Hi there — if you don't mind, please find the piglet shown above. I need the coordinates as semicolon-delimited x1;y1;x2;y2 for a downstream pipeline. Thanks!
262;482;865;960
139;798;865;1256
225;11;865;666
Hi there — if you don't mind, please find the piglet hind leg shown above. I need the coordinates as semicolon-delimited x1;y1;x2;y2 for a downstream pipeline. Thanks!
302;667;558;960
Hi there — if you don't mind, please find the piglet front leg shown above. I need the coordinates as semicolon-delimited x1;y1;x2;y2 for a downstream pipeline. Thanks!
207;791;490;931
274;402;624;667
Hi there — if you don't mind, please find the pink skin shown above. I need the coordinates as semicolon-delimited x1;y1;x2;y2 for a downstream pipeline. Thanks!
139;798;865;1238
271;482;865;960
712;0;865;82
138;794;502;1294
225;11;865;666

[WHAT TO PRODUCE]
List every line of the items above that contains the word "skin".

[TASK RESULT]
Hi there — if you don't mind, please find the pink skin shown above. I need the coordinates as semicolon-delimited x1;y1;x2;y2 for a downstream pipeline. Thanks!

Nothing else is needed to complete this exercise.